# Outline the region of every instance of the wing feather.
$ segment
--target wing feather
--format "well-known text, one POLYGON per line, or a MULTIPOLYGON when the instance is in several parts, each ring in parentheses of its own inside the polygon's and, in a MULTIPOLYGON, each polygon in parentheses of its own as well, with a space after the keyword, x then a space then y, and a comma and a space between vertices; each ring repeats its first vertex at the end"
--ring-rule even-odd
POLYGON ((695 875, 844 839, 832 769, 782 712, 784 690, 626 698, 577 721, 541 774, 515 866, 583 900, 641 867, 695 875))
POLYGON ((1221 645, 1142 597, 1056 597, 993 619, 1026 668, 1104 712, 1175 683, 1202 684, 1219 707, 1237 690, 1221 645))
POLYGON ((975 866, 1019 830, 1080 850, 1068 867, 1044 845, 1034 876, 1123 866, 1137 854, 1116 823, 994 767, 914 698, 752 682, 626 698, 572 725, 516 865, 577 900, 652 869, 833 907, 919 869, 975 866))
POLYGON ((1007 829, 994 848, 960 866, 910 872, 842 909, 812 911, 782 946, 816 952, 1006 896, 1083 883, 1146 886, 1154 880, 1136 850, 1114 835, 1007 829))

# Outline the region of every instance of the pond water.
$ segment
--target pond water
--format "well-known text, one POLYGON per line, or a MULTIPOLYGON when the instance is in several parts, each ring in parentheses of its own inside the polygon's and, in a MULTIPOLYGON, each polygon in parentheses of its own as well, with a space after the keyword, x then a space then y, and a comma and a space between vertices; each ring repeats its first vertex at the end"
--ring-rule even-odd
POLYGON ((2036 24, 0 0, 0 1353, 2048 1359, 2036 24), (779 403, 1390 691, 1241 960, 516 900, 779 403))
^^^^
TASK ITEM: Your task is to list each line of the records with the word "wing".

RESPONSE AREA:
# Outline the region of every instance of the wing feather.
--target wing feather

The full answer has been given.